(Einträge des Datensatzes)

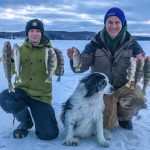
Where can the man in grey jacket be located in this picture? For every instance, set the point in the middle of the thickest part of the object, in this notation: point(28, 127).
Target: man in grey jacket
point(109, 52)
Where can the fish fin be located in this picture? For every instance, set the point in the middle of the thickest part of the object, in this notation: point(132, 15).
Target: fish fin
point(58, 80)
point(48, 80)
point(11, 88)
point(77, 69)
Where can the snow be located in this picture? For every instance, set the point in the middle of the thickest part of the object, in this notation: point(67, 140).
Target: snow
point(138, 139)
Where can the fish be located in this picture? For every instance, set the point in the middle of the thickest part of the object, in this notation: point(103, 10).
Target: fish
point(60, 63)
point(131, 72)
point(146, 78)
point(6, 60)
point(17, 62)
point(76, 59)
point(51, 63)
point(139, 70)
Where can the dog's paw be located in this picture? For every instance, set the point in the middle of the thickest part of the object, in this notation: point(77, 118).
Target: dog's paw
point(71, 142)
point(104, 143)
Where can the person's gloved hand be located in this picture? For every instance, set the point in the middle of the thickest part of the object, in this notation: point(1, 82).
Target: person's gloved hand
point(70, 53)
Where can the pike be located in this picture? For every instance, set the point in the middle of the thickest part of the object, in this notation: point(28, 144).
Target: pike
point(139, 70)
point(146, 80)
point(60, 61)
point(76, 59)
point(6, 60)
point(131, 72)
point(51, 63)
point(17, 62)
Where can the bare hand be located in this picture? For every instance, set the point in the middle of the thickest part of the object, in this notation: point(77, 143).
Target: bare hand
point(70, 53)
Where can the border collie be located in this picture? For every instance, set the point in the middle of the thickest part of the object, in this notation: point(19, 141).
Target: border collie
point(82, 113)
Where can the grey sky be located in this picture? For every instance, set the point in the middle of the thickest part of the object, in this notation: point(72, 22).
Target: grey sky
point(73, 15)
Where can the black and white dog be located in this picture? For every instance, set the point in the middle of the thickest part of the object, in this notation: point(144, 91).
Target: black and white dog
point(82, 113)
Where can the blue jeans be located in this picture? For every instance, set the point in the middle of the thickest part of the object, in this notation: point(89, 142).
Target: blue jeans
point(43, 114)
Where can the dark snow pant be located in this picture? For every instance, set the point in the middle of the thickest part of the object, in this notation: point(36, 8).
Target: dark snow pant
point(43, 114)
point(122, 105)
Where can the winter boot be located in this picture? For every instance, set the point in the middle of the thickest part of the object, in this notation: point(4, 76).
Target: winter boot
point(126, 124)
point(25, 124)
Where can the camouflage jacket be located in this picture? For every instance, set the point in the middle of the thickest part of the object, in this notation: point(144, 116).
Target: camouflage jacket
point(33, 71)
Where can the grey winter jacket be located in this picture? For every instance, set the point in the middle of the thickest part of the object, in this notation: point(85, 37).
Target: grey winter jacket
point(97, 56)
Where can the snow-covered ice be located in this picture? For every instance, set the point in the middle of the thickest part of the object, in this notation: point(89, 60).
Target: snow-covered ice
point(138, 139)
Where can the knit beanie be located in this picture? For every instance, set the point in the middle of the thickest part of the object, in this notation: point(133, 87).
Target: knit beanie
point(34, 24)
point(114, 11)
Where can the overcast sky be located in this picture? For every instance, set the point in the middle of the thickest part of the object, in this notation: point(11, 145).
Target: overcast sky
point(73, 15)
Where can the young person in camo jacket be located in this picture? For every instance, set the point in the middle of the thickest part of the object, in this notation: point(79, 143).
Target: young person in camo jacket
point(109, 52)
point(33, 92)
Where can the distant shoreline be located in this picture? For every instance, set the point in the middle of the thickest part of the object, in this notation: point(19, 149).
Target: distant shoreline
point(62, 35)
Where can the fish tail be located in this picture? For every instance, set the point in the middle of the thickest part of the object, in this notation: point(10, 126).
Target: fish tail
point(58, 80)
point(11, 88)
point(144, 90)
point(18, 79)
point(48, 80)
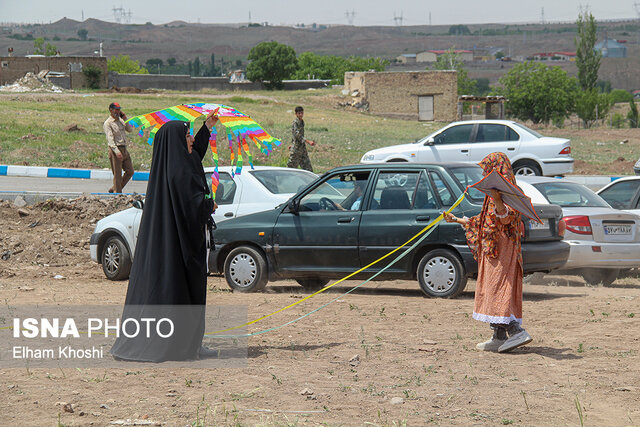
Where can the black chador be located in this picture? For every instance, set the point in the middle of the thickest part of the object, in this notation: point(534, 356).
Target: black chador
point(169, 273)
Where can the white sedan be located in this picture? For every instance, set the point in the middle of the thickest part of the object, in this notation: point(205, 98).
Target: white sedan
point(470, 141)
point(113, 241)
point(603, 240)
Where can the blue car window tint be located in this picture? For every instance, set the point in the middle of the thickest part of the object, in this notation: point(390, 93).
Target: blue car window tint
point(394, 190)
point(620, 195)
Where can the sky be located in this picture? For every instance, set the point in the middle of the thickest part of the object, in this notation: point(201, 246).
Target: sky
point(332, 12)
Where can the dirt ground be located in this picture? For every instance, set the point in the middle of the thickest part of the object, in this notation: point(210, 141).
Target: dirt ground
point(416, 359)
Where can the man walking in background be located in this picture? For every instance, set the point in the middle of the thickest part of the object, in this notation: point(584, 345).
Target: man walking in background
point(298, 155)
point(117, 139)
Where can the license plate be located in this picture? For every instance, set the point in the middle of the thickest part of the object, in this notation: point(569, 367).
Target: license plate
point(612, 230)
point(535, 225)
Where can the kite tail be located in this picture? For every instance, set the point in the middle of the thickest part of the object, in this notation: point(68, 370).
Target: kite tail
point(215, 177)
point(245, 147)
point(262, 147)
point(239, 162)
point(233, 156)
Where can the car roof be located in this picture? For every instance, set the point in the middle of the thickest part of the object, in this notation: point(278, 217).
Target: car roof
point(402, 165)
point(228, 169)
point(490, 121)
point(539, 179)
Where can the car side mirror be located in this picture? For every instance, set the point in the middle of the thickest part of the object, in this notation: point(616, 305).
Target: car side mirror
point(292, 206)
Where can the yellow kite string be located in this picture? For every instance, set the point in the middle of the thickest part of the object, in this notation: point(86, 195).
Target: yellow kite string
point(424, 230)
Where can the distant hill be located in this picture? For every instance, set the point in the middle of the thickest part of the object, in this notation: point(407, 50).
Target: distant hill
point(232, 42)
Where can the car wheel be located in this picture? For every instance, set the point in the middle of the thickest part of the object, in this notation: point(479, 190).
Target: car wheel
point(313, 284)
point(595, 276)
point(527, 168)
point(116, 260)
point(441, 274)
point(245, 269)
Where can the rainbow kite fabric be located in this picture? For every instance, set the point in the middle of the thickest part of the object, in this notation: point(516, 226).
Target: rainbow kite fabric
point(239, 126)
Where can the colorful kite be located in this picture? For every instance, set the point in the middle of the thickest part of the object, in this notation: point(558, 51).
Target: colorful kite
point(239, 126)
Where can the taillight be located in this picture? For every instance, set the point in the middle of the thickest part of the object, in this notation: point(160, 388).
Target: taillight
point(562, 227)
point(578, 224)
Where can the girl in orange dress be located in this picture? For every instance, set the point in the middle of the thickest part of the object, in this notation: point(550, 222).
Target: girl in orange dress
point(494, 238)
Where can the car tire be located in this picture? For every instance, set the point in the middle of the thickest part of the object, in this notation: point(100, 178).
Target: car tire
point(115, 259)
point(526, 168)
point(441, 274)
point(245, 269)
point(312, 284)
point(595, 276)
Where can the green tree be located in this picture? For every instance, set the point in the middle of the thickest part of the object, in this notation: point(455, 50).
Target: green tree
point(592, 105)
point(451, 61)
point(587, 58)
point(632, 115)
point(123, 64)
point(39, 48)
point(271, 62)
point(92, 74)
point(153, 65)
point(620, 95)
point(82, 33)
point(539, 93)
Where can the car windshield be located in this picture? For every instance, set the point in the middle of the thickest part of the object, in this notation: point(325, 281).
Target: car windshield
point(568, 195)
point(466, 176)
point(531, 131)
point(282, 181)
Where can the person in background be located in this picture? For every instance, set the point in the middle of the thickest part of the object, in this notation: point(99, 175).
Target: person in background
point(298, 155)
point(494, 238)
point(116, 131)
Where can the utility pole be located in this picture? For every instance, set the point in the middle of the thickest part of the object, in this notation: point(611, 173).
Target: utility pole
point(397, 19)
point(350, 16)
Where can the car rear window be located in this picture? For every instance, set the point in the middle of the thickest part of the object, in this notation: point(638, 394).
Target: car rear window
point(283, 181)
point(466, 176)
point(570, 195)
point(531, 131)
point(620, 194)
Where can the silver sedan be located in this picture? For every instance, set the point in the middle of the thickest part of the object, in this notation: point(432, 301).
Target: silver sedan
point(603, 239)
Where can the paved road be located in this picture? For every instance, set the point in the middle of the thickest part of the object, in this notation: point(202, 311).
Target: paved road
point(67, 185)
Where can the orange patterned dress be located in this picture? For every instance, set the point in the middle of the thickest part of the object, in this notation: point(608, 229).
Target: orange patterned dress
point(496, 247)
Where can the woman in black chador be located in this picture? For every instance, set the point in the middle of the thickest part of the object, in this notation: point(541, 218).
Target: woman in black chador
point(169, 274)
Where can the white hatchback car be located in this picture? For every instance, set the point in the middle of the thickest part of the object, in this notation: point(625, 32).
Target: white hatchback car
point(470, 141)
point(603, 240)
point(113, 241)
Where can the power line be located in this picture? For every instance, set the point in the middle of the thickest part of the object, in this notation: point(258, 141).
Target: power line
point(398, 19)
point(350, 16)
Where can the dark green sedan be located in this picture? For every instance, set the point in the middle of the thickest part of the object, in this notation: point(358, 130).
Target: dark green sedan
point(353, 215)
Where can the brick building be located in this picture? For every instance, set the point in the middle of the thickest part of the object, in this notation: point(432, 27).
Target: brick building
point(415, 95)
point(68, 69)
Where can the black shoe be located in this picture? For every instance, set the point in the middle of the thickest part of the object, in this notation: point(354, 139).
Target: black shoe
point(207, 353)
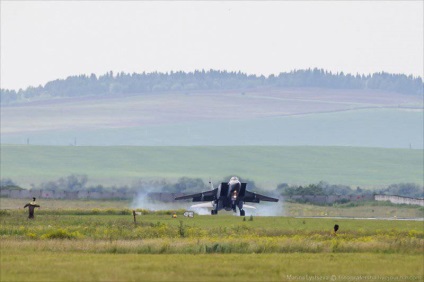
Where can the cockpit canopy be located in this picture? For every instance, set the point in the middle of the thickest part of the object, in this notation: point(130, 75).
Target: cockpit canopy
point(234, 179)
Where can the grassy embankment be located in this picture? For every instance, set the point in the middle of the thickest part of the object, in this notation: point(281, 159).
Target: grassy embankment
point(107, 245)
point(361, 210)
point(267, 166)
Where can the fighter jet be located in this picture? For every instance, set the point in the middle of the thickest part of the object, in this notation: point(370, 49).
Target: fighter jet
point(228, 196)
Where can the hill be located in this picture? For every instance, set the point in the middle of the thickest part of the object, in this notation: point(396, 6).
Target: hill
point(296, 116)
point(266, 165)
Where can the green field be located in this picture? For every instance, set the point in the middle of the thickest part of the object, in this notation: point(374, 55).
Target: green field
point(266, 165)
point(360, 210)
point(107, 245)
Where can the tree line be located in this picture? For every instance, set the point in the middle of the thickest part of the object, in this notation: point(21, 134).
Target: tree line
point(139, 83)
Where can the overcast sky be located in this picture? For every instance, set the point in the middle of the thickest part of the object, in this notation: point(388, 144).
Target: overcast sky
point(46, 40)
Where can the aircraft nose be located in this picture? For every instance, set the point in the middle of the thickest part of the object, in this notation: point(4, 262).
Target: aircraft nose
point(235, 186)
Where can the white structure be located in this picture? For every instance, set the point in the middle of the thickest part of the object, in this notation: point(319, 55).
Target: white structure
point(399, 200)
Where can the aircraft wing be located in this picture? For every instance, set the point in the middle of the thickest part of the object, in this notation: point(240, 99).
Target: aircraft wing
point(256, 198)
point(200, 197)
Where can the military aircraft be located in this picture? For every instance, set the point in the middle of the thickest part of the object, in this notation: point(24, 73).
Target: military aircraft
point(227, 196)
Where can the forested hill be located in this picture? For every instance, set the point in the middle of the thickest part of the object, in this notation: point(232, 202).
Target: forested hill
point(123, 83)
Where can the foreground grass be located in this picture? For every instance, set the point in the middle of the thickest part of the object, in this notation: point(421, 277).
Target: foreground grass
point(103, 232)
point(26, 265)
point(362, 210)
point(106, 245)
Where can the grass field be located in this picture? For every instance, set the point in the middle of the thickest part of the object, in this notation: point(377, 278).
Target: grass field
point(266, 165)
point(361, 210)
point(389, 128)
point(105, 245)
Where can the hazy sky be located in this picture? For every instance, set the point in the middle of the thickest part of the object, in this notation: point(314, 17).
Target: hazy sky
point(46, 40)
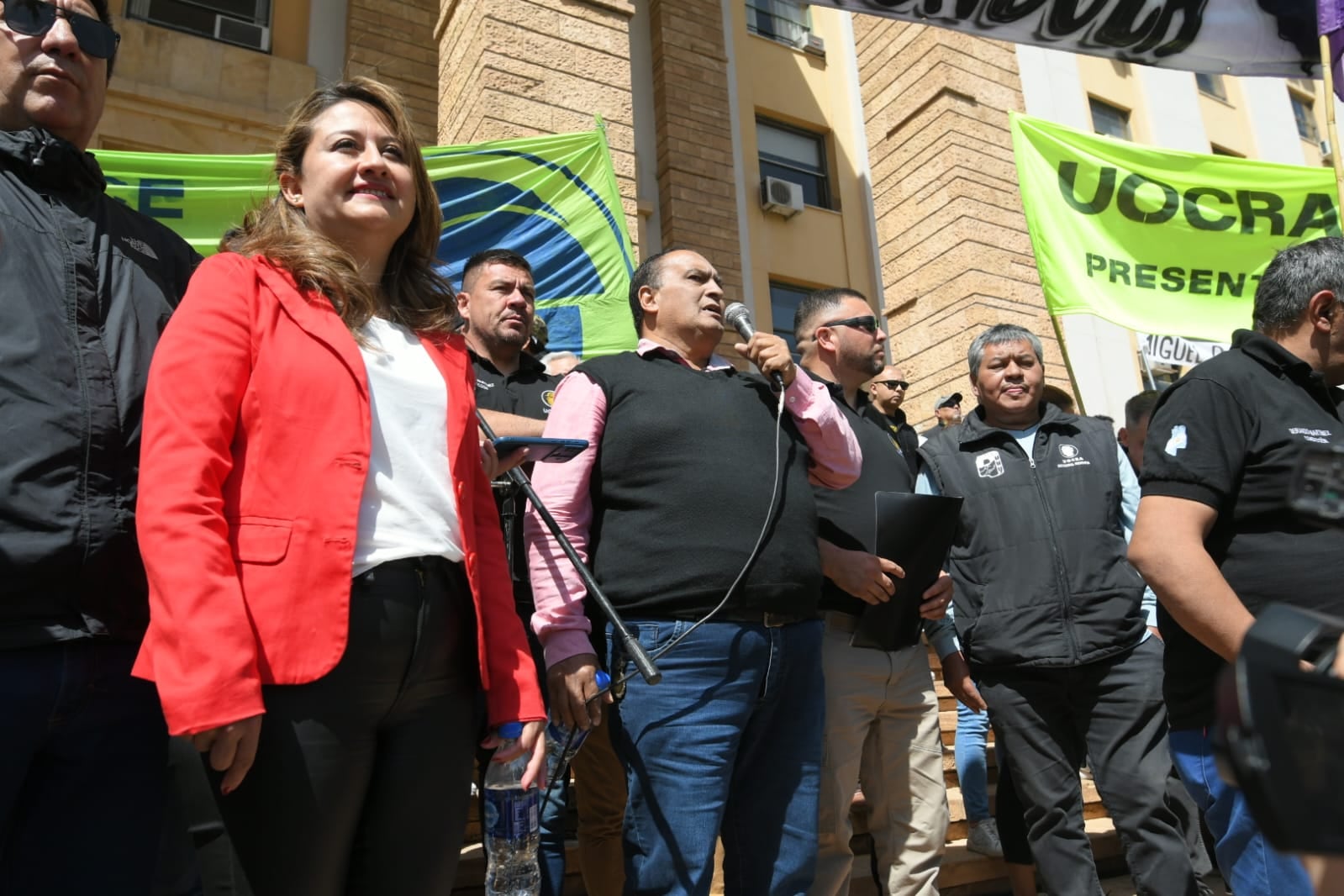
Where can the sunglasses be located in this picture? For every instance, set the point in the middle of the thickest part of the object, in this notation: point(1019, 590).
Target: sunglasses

> Geforderte Aufgabe:
Gib die Zeilen der Daten oben, die zwischen der Zeile mit „Where can the black chador“ und der Zeile mit „point(169, 273)“ stehen, einschließlich dieser beiden Zeilen wortgetreu wieder.

> Die Lösung:
Where can the black chador be located in this picture? For every instance, set the point in the middle of the thickest part of the object, in this notation: point(534, 356).
Target: black chador
point(169, 273)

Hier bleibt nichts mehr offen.